Work item: In the neural cellular automata excerpt below, reproduce everything from "Adjacency ¶" down to "per block iteration.", character for character.

Excerpted text:
The Update Rate and Seed parameters work alongside the mask. Update Rate sets the fraction of cells that update each step, while the Seed varies which random cells are chosen. This lets you easily generate variations of the same pattern.
Rotation ¶
The rotation input applies a per-cell rotation to the perception kernel, which
effectively rotates the direction in which each cell perceives its neighbors. This
locally rotates the resulting pattern, and lets the texture flow and align along
arbitrary directions across the image. The Cell Rotation parameter adds a
global rotation on top of the input, measured in turns, where a value of 1 is
a full 360° rotation.
Scale ¶
The scale input applies a per-cell scale to the perception gradient, which locally controls the effective feature size of the pattern. Larger scales produce coarser features and smaller scales produce finer detail. The Cell Scale parameter multiplies with the input map.
Adjacency ¶
You can run NCA models on geometry by leveraging the Adjacency workflows to let cells see their neighbors across UV seams. Combine adjacency with the previously mentioned masking, rotation, and scale controls to build intricate effects.
Tip
The default NCA resolution may be too coarse to resolve detail along the UV seams. For best results, you may need to use higher resolutions and only run the model a single iteration per block iteration.
Training an NCA model ¶
The integrated COPs recipe is the easiest starting point to train an NCA model.
Recipe ¶
After creating the recipe, all you need is a pattern-based 1024×1024 RGB target texture. See the ML Train Neural Cellular Automata recipe to learn how to use this recipe and train a custom model.
TOP node ¶
Use the ML Train Neural Cellular Automata TOP for automation. This TOP is the core of the COP recipe, but lets you create more complex training setups or configurations.

Given entries:
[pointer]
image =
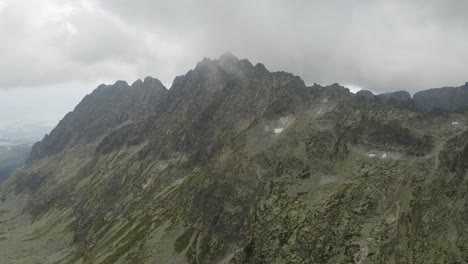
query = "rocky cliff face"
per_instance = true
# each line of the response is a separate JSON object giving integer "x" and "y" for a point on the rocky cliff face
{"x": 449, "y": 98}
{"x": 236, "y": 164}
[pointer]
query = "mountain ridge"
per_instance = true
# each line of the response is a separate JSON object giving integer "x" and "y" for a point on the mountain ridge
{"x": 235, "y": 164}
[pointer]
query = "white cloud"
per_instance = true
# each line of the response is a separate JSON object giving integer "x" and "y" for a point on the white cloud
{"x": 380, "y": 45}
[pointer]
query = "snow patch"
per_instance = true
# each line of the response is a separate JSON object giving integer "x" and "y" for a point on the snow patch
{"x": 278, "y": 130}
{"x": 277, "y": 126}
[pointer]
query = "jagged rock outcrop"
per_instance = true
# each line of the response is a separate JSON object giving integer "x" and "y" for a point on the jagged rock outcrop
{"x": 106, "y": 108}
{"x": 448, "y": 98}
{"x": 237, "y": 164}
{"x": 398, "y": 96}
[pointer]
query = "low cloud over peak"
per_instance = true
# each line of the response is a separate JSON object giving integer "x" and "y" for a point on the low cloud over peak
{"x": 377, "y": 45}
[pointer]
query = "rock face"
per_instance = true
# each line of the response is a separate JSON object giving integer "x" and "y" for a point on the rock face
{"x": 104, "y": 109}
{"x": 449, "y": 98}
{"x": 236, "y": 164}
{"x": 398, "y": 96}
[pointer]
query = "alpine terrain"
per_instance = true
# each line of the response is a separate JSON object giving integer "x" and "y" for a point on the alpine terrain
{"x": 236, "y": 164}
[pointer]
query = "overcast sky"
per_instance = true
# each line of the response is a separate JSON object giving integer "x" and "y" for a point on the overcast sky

Task solution:
Adjacency ¶
You can run NCA models on geometry by leveraging the Adjacency workflows to let cells see their neighbors across UV seams. Combine adjacency with the previously mentioned masking, rotation, and scale controls to build intricate effects.
Tip
The default NCA resolution may be too coarse to resolve detail along the UV seams. For best results, you may need to use higher resolutions and only run the model a single iteration per block iteration.